The data Start Marker

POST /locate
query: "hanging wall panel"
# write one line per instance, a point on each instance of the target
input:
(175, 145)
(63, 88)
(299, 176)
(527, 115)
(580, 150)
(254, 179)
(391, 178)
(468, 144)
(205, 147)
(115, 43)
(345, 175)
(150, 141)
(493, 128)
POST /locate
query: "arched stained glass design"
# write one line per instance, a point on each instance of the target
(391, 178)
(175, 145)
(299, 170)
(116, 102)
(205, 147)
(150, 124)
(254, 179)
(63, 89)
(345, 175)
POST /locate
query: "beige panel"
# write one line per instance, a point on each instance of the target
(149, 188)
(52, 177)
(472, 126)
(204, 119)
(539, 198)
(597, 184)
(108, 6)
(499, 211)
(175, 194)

The data End Marker

_Task to complete_:
Would you give the data above again, exactly as written?

_Finished exercise_:
POST /locate
query: "hanging wall panel"
# write one line per instance, a point on each instance of the target
input:
(175, 145)
(63, 88)
(299, 176)
(527, 115)
(580, 150)
(254, 179)
(391, 178)
(468, 144)
(205, 147)
(115, 43)
(345, 175)
(150, 141)
(493, 128)
POST /locate
query: "arched stained glass design"
# write one line per instance, a point on each instance of the target
(391, 178)
(175, 145)
(299, 170)
(116, 102)
(205, 147)
(150, 124)
(254, 179)
(63, 89)
(345, 175)
POST /locate
query: "beige panel"
# write one line per instance, a point on each instance of the target
(149, 188)
(52, 177)
(472, 126)
(204, 119)
(539, 198)
(597, 184)
(108, 6)
(499, 211)
(175, 194)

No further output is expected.